(WHAT THE TASK REQUIRES): Print the listing below line for line, with every character unchanged.

-- START RECORD EXTRACTS --

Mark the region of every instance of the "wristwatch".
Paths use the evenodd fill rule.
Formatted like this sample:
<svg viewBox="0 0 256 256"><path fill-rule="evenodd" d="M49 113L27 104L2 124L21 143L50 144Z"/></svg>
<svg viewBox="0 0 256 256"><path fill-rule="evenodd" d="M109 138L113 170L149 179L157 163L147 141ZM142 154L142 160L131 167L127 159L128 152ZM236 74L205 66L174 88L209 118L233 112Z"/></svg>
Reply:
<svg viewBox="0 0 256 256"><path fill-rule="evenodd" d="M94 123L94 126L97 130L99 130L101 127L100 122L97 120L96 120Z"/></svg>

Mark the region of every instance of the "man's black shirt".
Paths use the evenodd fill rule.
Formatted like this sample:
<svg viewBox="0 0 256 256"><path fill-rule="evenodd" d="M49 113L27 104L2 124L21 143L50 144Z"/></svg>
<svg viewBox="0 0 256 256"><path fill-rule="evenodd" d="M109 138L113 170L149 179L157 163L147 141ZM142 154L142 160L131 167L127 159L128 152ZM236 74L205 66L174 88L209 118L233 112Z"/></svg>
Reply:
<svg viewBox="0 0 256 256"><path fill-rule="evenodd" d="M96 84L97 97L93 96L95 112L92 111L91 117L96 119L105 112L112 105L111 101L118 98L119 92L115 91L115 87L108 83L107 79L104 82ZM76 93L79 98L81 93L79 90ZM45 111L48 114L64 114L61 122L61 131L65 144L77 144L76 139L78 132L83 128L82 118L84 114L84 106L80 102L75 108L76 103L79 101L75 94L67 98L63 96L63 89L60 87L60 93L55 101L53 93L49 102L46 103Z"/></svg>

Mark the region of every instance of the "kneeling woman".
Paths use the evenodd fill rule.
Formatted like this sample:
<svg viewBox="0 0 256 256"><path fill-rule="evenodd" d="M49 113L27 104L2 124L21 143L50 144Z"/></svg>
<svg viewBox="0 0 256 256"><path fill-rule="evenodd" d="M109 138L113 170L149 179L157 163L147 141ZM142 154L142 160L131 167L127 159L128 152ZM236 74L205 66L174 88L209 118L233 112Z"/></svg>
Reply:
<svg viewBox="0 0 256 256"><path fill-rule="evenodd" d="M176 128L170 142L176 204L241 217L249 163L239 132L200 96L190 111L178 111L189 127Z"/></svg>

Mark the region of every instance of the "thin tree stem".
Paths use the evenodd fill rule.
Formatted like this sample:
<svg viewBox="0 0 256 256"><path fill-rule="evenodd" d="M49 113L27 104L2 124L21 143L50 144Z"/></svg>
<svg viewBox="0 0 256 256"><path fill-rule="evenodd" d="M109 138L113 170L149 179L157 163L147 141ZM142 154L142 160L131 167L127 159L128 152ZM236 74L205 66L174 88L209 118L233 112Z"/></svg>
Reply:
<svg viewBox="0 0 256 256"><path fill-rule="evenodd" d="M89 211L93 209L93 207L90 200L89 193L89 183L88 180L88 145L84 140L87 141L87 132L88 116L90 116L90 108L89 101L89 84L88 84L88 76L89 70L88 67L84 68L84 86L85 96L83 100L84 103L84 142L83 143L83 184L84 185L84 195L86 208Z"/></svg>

-- END RECORD EXTRACTS --

(TASK RESPONSE):
Mark the region of every instance of the "wristwatch".
Paths use the evenodd fill rule.
Formatted like this sample:
<svg viewBox="0 0 256 256"><path fill-rule="evenodd" d="M49 113L27 104L2 124L21 143L50 144Z"/></svg>
<svg viewBox="0 0 256 256"><path fill-rule="evenodd" d="M109 138L113 170L149 179L157 163L147 141ZM142 154L142 160L131 167L127 159L128 152ZM236 74L205 66L174 88L209 118L233 112Z"/></svg>
Reply:
<svg viewBox="0 0 256 256"><path fill-rule="evenodd" d="M94 123L94 126L97 130L99 130L101 127L100 122L97 120L96 120Z"/></svg>

Mark the region of every instance of the "man's black shirt".
Paths use the evenodd fill rule.
Formatted like this sample:
<svg viewBox="0 0 256 256"><path fill-rule="evenodd" d="M49 113L27 104L2 124L21 143L50 144Z"/></svg>
<svg viewBox="0 0 256 256"><path fill-rule="evenodd" d="M109 138L113 170L149 179L157 163L147 141ZM142 154L142 160L131 167L127 159L128 152ZM236 74L205 66L174 88L209 118L233 112Z"/></svg>
Reply:
<svg viewBox="0 0 256 256"><path fill-rule="evenodd" d="M96 84L97 97L93 96L95 112L92 111L91 117L96 119L105 112L112 105L111 101L118 98L119 92L115 91L115 87L108 83L107 79L104 82ZM76 93L79 98L81 93L79 90ZM45 111L48 114L64 114L61 122L61 131L65 144L77 144L76 139L78 132L83 128L82 118L84 114L84 106L80 102L75 108L76 103L79 101L75 94L67 98L63 96L63 89L60 87L60 93L55 101L53 93L49 102L46 103Z"/></svg>

Mark the region of every instance of the "kneeling woman".
Paths use the evenodd fill rule.
Formatted like this sample:
<svg viewBox="0 0 256 256"><path fill-rule="evenodd" d="M49 113L27 104L2 124L21 143L50 144Z"/></svg>
<svg viewBox="0 0 256 256"><path fill-rule="evenodd" d="M109 138L113 170L149 179L157 163L147 141ZM142 154L142 160L131 167L127 159L128 152ZM236 74L205 66L174 88L209 118L233 112Z"/></svg>
Reply:
<svg viewBox="0 0 256 256"><path fill-rule="evenodd" d="M176 128L170 142L176 204L241 217L249 163L239 132L200 96L190 111L178 111L189 127Z"/></svg>

Mark the region of every instance of the "thin tree stem".
Paths use the evenodd fill rule.
Formatted like this sample:
<svg viewBox="0 0 256 256"><path fill-rule="evenodd" d="M49 113L27 104L2 124L21 143L50 144Z"/></svg>
<svg viewBox="0 0 256 256"><path fill-rule="evenodd" d="M109 138L113 170L149 179L157 163L147 141ZM142 154L142 160L131 167L127 159L128 152ZM236 74L205 66L174 88L209 118L233 112Z"/></svg>
Reply:
<svg viewBox="0 0 256 256"><path fill-rule="evenodd" d="M89 211L93 209L93 207L90 200L89 193L89 183L88 180L88 145L84 140L87 141L87 132L88 116L90 116L90 108L89 101L89 84L88 84L88 76L89 70L88 67L84 68L84 86L85 96L83 100L84 103L84 142L83 143L83 184L84 185L84 195L86 208Z"/></svg>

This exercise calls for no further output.